(Natural language region descriptions)
[Start of Attachment]

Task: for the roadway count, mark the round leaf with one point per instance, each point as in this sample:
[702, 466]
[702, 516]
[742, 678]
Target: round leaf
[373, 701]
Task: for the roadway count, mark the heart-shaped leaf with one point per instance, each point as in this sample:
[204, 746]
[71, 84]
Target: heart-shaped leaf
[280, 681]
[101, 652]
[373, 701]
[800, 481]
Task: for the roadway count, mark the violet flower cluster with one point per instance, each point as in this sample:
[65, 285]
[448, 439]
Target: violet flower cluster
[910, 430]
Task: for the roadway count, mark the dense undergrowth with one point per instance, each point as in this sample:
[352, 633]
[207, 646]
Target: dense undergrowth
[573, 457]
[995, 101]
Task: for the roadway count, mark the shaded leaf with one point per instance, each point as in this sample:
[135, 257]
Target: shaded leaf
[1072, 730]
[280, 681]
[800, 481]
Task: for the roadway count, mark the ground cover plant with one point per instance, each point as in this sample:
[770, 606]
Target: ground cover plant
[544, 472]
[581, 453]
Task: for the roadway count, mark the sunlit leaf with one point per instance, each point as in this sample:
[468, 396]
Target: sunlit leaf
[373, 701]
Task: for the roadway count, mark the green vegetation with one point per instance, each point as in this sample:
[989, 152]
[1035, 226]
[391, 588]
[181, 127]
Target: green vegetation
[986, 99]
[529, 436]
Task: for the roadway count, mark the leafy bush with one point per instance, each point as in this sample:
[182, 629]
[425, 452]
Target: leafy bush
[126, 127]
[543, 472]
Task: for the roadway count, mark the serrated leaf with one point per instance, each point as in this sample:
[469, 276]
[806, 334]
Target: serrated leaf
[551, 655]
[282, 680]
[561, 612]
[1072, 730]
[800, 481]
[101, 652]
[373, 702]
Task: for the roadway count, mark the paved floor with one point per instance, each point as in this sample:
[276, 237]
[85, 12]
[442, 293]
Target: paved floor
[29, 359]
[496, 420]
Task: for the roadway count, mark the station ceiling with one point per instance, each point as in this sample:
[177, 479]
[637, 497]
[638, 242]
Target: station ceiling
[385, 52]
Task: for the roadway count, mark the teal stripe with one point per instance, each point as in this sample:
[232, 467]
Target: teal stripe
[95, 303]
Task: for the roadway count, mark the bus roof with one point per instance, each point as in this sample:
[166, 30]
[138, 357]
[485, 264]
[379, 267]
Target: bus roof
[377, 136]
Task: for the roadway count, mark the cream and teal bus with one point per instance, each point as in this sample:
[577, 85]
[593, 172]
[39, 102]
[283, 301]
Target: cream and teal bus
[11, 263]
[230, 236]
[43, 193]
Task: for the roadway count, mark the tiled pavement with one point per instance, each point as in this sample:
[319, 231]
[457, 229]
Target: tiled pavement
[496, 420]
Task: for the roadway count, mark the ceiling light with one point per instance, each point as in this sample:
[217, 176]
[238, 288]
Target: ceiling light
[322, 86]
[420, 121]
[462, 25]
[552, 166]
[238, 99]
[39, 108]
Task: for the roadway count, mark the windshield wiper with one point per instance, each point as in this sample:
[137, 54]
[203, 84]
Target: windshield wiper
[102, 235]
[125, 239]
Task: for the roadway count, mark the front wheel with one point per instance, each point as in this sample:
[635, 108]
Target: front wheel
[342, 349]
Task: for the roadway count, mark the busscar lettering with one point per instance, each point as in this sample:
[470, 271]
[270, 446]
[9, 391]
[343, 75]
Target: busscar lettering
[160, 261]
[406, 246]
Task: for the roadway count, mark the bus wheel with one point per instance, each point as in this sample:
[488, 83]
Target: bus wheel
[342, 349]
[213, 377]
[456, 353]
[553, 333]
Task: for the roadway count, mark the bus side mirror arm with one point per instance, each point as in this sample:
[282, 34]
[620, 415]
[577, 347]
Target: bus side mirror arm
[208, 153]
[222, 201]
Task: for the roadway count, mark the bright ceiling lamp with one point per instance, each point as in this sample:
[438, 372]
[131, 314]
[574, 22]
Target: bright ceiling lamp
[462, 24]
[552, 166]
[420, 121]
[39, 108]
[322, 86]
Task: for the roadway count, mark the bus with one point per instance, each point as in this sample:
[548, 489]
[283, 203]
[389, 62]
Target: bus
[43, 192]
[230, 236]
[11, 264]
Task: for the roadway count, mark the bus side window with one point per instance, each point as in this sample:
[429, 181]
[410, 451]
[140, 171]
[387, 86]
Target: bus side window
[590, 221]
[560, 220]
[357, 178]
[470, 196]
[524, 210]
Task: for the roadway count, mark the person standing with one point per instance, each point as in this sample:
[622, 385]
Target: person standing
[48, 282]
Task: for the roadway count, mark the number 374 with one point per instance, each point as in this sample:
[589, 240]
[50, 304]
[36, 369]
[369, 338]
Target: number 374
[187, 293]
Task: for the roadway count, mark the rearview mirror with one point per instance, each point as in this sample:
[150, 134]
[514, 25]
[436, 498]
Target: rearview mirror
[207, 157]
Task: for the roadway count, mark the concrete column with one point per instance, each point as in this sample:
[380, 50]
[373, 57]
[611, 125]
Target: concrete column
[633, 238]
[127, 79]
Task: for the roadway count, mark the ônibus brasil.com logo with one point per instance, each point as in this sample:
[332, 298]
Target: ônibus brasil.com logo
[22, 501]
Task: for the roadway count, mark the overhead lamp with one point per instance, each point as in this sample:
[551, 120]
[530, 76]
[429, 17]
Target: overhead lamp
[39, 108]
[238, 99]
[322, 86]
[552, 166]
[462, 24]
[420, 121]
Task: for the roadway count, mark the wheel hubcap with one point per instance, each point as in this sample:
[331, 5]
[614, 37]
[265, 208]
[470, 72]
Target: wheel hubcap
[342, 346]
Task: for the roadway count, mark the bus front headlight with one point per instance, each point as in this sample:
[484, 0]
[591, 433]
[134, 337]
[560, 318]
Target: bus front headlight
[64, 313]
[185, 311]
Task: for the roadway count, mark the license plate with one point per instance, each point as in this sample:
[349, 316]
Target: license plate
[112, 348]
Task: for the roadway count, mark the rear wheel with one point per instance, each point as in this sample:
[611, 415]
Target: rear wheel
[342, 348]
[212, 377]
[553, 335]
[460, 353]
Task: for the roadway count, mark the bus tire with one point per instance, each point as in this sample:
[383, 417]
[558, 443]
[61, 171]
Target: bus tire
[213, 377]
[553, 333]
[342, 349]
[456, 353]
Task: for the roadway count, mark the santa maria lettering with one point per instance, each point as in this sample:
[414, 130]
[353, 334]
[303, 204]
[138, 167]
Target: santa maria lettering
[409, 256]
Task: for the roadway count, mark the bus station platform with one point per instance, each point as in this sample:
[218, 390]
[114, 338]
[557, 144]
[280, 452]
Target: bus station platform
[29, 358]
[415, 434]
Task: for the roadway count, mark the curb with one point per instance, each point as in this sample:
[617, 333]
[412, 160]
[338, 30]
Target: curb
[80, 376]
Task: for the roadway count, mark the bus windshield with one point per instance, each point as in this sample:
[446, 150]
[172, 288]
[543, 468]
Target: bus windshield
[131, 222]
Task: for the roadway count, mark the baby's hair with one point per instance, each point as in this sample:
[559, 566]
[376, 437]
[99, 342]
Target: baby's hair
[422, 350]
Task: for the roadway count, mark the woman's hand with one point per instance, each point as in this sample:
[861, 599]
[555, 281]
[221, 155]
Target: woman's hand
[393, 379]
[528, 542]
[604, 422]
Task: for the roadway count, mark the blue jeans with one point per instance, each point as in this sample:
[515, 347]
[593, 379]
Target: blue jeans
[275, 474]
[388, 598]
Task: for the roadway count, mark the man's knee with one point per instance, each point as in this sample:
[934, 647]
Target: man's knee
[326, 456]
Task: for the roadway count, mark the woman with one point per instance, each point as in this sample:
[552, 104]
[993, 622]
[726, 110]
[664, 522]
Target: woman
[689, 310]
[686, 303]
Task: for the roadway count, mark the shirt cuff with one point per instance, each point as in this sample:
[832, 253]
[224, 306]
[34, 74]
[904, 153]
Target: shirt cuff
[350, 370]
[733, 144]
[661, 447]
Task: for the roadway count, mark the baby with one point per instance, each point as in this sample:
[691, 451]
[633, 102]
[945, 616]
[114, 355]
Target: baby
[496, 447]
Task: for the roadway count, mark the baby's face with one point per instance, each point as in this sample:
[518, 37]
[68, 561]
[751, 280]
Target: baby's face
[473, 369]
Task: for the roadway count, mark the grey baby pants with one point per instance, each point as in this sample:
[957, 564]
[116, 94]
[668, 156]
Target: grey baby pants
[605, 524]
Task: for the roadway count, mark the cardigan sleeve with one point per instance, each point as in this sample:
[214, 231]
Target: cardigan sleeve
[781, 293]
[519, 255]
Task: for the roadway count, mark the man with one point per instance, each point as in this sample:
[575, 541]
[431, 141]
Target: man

[End of Attachment]

■ **Task**
The line containing "Task: for the roadway count, mark the shirt" marks where to begin; copy it and every later line exactly, through the end of the data.

■ **Task result**
Task: for the roadway count, mark the shirt cuff with one point per instance, each point as in this sample:
[832, 253]
[224, 306]
[34, 74]
[904, 153]
Target: shirt cuff
[350, 370]
[733, 144]
[661, 447]
Task: for the roadway count, mark the baby with one point per instance, each point as in this sample:
[691, 451]
[633, 102]
[945, 616]
[114, 355]
Target: baby
[496, 447]
Task: for the roadway count, mark the baby's face with one point per instance, each point as in this sample:
[518, 37]
[68, 561]
[751, 280]
Target: baby's face
[473, 369]
Task: for the roadway count, mark the grey baby pants with one point per instance, each point as in this sample:
[957, 564]
[116, 94]
[668, 156]
Target: grey baby pants
[605, 524]
Task: for the roadway count, mark the cardigan sleeve with one point per instance, each point as in this sample:
[214, 231]
Target: cardigan sleeve
[781, 293]
[519, 255]
Task: for the roadway count, mark the man with one point per instance, each point as in this sample:
[575, 541]
[431, 141]
Target: man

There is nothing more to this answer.